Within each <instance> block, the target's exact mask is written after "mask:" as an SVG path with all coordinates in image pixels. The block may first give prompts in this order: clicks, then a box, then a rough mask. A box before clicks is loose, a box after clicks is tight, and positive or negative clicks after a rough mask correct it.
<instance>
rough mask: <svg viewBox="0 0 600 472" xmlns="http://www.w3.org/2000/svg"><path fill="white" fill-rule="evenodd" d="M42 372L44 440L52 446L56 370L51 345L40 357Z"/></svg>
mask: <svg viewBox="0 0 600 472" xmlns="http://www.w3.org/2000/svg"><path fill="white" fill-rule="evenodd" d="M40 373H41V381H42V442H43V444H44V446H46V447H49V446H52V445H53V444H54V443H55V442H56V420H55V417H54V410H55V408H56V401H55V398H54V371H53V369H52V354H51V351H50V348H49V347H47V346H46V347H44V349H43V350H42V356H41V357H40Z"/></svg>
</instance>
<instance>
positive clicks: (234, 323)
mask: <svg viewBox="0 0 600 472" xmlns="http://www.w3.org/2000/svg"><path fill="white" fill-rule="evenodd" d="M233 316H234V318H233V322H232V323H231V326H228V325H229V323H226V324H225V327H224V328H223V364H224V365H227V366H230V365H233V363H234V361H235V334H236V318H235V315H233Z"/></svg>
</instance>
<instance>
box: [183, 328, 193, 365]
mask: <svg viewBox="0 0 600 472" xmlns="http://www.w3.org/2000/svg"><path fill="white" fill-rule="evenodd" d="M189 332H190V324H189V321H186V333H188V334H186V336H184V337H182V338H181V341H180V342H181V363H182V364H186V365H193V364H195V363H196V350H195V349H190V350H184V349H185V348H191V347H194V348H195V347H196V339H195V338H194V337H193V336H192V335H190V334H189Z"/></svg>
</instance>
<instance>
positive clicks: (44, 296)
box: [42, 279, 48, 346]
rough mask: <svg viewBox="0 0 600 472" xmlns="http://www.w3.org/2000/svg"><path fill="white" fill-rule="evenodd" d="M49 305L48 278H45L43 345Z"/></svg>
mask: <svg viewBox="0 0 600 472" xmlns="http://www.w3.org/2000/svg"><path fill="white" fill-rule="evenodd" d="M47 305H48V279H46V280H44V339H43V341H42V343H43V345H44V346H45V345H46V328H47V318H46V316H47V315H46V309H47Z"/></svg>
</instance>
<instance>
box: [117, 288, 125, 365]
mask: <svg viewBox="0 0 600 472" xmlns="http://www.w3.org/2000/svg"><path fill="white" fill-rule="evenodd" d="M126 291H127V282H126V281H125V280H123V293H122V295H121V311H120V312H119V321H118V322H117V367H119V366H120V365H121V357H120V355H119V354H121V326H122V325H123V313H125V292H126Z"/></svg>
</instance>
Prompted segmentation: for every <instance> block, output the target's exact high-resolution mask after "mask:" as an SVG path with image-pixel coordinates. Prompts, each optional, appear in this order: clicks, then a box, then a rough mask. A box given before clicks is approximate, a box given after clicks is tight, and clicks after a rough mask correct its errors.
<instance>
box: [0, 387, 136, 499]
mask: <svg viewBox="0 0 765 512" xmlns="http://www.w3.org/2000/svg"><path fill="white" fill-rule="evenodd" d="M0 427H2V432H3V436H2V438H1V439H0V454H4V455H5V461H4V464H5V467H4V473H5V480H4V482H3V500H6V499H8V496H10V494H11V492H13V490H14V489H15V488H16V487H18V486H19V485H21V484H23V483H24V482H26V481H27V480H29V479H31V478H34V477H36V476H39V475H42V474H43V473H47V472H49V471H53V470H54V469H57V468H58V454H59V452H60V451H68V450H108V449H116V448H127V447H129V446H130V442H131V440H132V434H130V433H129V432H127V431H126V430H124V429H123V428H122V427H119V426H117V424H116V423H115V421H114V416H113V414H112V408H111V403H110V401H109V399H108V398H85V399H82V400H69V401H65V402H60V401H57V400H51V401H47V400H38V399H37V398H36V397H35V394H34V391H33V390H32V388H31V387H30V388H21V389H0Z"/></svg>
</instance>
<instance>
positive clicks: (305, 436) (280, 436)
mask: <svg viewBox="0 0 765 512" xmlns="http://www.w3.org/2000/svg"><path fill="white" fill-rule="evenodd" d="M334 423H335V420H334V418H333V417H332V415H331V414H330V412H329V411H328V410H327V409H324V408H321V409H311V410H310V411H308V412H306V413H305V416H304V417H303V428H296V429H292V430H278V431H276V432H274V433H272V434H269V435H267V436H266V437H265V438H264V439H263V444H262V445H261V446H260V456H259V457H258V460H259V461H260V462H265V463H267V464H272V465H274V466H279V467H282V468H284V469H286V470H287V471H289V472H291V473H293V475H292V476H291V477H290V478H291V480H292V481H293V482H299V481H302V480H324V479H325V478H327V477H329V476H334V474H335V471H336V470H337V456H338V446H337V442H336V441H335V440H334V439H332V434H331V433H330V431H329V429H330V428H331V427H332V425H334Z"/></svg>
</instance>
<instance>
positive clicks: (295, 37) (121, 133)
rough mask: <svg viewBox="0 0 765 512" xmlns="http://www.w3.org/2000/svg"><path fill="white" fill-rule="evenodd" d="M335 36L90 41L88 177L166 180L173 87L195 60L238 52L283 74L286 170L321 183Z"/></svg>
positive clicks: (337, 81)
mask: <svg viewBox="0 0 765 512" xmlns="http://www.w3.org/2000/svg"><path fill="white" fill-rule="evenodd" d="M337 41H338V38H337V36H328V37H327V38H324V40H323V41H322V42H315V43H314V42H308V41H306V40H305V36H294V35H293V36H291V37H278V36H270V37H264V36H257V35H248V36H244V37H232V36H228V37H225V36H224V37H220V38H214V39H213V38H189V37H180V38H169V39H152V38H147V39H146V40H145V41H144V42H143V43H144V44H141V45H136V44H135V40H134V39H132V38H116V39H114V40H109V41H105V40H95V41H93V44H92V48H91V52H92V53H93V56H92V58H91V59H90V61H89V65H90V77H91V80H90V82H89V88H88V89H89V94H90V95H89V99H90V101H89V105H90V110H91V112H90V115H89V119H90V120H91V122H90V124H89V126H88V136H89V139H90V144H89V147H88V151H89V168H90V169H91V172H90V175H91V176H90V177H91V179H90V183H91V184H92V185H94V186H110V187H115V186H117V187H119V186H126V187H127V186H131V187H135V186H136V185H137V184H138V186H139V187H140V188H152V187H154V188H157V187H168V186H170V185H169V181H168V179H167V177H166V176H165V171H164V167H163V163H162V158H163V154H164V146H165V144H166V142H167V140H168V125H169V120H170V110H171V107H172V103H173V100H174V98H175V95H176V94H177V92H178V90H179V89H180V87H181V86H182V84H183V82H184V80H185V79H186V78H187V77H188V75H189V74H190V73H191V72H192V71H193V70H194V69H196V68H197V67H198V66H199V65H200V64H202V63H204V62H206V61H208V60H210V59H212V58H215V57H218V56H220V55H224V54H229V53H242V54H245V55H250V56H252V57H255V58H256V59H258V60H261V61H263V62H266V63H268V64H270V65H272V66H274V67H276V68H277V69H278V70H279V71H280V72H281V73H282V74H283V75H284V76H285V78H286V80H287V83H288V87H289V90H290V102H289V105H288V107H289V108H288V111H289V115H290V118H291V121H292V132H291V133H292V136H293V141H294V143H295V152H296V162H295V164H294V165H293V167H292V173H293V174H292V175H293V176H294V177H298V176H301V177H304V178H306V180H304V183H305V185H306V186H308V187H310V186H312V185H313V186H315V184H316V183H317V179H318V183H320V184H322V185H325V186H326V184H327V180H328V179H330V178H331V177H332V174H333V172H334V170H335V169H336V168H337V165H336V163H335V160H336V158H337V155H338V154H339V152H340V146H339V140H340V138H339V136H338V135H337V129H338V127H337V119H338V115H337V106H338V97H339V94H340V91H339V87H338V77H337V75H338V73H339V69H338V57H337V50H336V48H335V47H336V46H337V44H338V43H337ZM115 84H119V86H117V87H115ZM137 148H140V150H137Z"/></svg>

-=-=-

### Exercise objective:
Show all lines above holding the word "correct".

### Answer section:
Within each <instance> block, the target's exact mask is written after "mask:" as an SVG path with all coordinates in image pixels. The block may first give prompts in this order: clicks, then a box, then a rough mask. A box before clicks is loose, a box after clicks is tight, and positive or negative clicks after a rough mask correct it.
Prompted segmentation: for every <instance> block, output the target's exact high-resolution mask after "mask:" as an SVG path with image-pixel coordinates. Prompts, each optional, appear in this order: clicks, then a box, then a rough mask. A box given before clicks is approximate, a box given after clicks is tight, and clicks after a rough mask correct its errors.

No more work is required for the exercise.